▶ What is needed: Update the listing below by changing every "marker" to "pin" and keeping everything else as it is. Write out all of its lines again, leaving out the pictures.
* Start *
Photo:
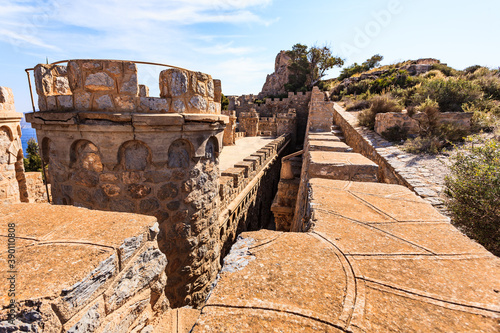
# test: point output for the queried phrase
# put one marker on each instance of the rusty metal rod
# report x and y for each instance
(61, 61)
(31, 90)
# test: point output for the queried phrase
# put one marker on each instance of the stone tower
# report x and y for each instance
(110, 147)
(12, 178)
(249, 122)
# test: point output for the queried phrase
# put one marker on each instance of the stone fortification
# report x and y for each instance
(274, 107)
(414, 125)
(12, 178)
(78, 270)
(108, 148)
(111, 86)
(275, 82)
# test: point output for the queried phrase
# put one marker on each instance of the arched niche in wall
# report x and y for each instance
(179, 154)
(212, 149)
(21, 177)
(5, 141)
(85, 155)
(46, 151)
(134, 155)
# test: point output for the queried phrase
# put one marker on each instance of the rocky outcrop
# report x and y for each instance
* End *
▶ Written answer:
Photo:
# test: point output for the queried phrase
# put one pin on each instance of the rusty metal rod
# report x and y for each instance
(61, 61)
(31, 90)
# test: point output for the queried phrase
# put one pin on each instance of the stone tower
# report x and y for each instance
(110, 147)
(12, 178)
(249, 122)
# test: point output for the queried phrase
# put one pin on each instance of the stone fortification
# report x and y for each instance
(274, 107)
(414, 125)
(12, 178)
(78, 270)
(108, 148)
(111, 86)
(275, 82)
# test: point output for the queried phrase
# put one pin on each instance of the arched niche in wall
# report x and y for each instance
(179, 154)
(212, 149)
(21, 177)
(5, 141)
(85, 155)
(46, 151)
(134, 155)
# test: point output for the queried phrase
# put one pin on each instance of the rocky outcrop
# report x and y for each instance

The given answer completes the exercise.